*Your assignment:* Copy word for word the part of the passage on ADEPT modules that begins with the words containing "As the name" and ends with "by Dennis [40].".

*Passage shown:*
[Start of section]
The ADEPT primitive modules may be divided into six categories: control modules, color modules, delay modules, fault modules, miscellaneous parts modules, and mixed-level modules.

As the name implies, the control modules are used to control the flow of tokens through the model. As such, the control modules form the major portion of the performance model. The control modules operate only on the STATUS field of a signal and do not alter the color of a token on a signal. Further, no elapsed simulation time results from the activation of the control modules since they do not have any delay associated with them. There are several control modules whose names end in a numeral, such as “union2.” These modules are part of a family of modules that have the same function, but differ in the number of inputs or outputs that they possess. For example, there are eight “union” modules, “union2,” “union3,” “union4,” …, “union8.” With the exception of the Switch, Queue, and logical modules, the control modules have been adapted from those proposed by Dennis [40].

The control modules described above process colored tokens but do not alter the color fields of the tokens passing through them. Manipulation of the color field of a token is reserved to the color modules. These color modules permit various operations on the color fields such as allowing the user to read and write the color fields of the tokens. The color modules also permit the user to compare the color information carried by the tokens and to control the flow of the tokens based on the result of the comparisons. The use of these color modules enables high-level modeling of systems at different levels of detail. These modules permit the designer to add more detail or information to the model by placing and manipulating information placed on the color fields of tokens flowing through the model. The color fields of these tokens can be set and read by these modules to represent such things as destination or source node addresses, data length, data type (e.g., “digital” or “analog”), or any type of such information that the designer feels is important to the design.
[End of section]
*Data for review:*
[Start of section]
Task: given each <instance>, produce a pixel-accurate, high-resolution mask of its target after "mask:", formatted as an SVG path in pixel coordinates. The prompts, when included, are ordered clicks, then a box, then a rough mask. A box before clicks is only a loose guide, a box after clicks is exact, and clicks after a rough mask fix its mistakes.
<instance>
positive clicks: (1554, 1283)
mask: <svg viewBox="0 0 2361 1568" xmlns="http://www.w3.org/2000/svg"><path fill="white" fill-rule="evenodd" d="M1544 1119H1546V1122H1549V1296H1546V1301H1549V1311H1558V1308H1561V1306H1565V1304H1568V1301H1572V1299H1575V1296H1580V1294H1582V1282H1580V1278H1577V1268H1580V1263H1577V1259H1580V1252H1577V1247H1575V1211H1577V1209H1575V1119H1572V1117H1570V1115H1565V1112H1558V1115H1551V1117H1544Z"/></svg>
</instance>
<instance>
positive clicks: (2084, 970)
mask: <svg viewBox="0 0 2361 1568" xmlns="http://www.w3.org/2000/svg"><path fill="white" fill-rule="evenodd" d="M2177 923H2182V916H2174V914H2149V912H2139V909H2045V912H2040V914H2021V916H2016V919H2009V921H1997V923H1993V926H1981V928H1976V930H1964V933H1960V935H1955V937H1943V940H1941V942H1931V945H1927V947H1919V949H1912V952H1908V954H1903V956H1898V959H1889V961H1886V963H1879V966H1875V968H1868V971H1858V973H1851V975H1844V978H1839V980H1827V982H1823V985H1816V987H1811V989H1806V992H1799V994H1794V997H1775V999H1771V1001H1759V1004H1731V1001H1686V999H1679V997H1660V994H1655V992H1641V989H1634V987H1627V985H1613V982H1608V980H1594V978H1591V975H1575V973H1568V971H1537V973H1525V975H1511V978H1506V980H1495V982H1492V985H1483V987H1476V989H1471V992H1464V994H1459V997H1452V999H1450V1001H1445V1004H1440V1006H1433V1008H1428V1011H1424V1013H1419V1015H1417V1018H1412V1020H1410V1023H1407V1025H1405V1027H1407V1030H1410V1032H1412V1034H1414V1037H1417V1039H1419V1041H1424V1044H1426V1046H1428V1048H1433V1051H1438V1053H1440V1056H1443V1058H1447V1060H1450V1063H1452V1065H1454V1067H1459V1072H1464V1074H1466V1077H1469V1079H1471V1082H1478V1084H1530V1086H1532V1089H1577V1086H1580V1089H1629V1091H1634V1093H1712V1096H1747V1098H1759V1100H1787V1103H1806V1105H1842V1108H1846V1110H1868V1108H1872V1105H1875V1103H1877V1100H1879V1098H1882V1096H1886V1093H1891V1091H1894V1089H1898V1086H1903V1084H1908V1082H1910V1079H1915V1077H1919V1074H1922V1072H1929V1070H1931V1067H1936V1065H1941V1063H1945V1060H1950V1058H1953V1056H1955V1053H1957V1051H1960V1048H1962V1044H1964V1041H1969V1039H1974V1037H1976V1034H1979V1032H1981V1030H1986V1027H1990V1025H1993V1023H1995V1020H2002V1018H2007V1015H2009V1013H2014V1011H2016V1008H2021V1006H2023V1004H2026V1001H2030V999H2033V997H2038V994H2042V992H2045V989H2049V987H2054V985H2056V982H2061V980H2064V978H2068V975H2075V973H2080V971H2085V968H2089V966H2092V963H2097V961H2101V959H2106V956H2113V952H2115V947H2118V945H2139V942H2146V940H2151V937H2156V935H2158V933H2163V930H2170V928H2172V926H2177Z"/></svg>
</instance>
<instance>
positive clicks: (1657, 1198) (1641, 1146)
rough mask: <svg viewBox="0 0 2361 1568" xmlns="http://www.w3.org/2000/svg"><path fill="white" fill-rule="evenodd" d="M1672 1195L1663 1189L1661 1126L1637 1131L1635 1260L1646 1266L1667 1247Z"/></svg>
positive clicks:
[End of section]
*Solution for this task:*
As the name implies, the control modules are used to control the flow of tokens through the model. As such, the control modules form the major portion of the performance model. The control modules operate only on the STATUS field of a signal and do not alter the color of a token on a signal. Further, no elapsed simulation time results from the activation of the control modules since they do not have any delay associated with them. There are several control modules whose names end in a numeral, such as “union2.” These modules are part of a family of modules that have the same function, but differ in the number of inputs or outputs that they possess. For example, there are eight “union” modules, “union2,” “union3,” “union4,” …, “union8.” With the exception of the Switch, Queue, and logical modules, the control modules have been adapted from those proposed by Dennis [40].